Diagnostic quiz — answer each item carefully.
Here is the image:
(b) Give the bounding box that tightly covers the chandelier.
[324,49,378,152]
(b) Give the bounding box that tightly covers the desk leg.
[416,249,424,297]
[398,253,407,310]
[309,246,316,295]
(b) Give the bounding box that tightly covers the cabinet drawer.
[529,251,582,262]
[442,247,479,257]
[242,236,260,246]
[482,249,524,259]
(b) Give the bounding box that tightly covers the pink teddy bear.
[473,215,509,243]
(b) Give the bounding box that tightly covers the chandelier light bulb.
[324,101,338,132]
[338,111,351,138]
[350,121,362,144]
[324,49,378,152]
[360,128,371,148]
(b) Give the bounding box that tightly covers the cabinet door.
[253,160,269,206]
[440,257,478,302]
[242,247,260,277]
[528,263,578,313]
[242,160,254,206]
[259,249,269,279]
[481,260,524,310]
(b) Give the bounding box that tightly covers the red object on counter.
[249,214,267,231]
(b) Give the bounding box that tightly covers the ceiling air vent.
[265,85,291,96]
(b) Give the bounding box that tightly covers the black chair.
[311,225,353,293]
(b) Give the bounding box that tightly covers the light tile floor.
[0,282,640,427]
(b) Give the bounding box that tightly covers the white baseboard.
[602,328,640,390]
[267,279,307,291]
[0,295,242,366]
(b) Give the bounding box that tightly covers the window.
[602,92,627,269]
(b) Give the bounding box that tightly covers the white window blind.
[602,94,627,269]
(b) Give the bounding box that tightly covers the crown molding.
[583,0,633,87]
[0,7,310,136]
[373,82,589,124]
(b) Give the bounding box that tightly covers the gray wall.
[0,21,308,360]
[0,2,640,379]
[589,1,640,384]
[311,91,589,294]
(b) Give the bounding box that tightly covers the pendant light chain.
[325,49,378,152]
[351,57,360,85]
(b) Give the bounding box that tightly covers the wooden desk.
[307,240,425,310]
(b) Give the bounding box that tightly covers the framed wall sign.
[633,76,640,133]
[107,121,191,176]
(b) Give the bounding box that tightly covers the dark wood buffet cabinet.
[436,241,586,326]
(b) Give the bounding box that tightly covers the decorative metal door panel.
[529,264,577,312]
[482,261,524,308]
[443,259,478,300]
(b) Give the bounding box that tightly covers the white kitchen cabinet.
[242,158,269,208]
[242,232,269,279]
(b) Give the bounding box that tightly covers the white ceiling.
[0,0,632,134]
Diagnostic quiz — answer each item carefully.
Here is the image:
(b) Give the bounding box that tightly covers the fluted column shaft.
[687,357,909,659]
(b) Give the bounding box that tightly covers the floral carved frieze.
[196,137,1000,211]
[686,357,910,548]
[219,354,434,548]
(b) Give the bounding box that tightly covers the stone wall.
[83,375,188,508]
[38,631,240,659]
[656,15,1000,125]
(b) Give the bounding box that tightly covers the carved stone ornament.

----------

The problem. Edit the items above so that every "tightly covers" becomes "fully encloses", and leave all other text as it is.

Response to this exercise.
Diagnostic quiz — answer each item carefully.
Here is the image:
(b) Give the bounding box that fully encloses the chandelier.
[324,49,378,152]
(b) Give the bounding box that fully encloses the desk leg.
[416,249,424,297]
[398,253,407,310]
[309,246,316,295]
(b) Give the bounding box that fully encloses the cabinet drawer.
[529,251,582,262]
[442,247,479,257]
[242,236,260,246]
[482,249,524,259]
(b) Give the bounding box that fully encloses the pink teddy bear.
[473,215,509,243]
(b) Give the bounding box that fully encloses the chandelier light bulb.
[324,101,338,132]
[338,111,351,138]
[350,121,362,144]
[324,49,378,152]
[360,128,371,148]
(b) Give the bounding box that fully encloses the cabinet door.
[253,160,269,206]
[440,257,478,302]
[242,247,260,277]
[528,263,578,313]
[242,160,254,206]
[259,249,269,279]
[481,260,524,310]
(b) Give the bounding box that fully encloses the red object on counter.
[249,214,267,231]
(b) Give the bounding box that fully encloses the ceiling air vent.
[265,85,291,96]
(b) Give the bounding box that fully encloses the black chair.
[311,225,353,293]
(b) Give the bounding box that fully encloses the light tile floor.
[0,282,640,427]
(b) Give the bounding box that fully encloses the white baseboard.
[602,328,640,390]
[267,279,307,291]
[0,295,242,366]
(b) Give the bounding box that fully encloses the window.
[602,92,627,269]
(b) Give the bounding box that fully encloses the white window blind.
[602,94,627,269]
(b) Give the bounding box that fully encloses the crown molding.
[583,0,633,87]
[0,7,310,136]
[373,82,589,124]
(b) Give the bounding box that fully encloses the gray wall.
[0,21,308,360]
[0,2,640,379]
[589,1,640,384]
[311,91,589,294]
(b) Give the bounding box that fully encloses the pendant light chain.
[325,49,378,152]
[351,57,360,85]
(b) Give the bounding box that fully encloses the wooden desk.
[307,240,425,310]
(b) Give the bounding box that fully encloses the framed wall sign.
[633,76,640,133]
[107,121,191,176]
(b) Give the bounding box that fully encloses the dark wood buffet cabinet.
[436,241,586,326]
(b) Give the bounding box that fully encloses the decorative metal door panel.
[529,264,577,312]
[482,261,524,308]
[443,259,478,300]
(b) Give the bounding box that fully encloses the white kitchen cabinet.
[242,158,269,208]
[242,232,269,279]
(b) Give the bounding box that fully encloses the white ceiling.
[0,0,632,134]
Diagnostic quiz — answer each item carefully.
Here is the image:
(b) Give the bounding box that fully encloses the fluted column shaft.
[687,357,909,659]
(b) Give the bounding box that fully encloses the floral carved frieze.
[196,137,1000,211]
[686,357,910,548]
[219,354,434,548]
(b) Give the bounding box that fully encloses the stone wall.
[83,375,188,508]
[38,631,240,659]
[656,15,1000,125]
(b) Give the bounding box that fully encloses the carved stone ornament.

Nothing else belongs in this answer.